- _ASSIGNMENT_:
If any record holds an image, omit the image and print the rest exactly.

[Stored data entries]

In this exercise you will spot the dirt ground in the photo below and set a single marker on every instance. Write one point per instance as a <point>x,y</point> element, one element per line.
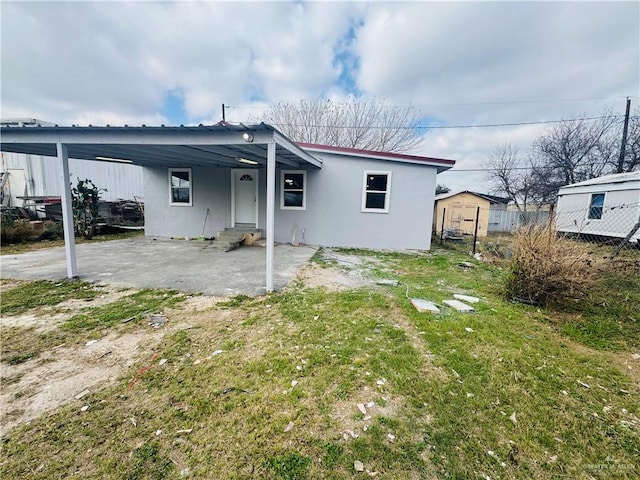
<point>67,373</point>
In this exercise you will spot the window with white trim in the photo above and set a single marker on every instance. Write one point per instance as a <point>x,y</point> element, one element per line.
<point>180,187</point>
<point>293,192</point>
<point>376,190</point>
<point>596,206</point>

- _OUTPUT OF THE EXERCISE_:
In this exercise you will spot the dirt ground in the photo below and set a single marker on every instance. Write one point per instance as a <point>x,y</point> element, one element per line.
<point>67,373</point>
In this exercise you will spot the window with white trim in the photo above and set a single marker on every instance. Write one point per instance as a <point>x,y</point> element, one element per line.
<point>180,187</point>
<point>293,192</point>
<point>376,190</point>
<point>596,206</point>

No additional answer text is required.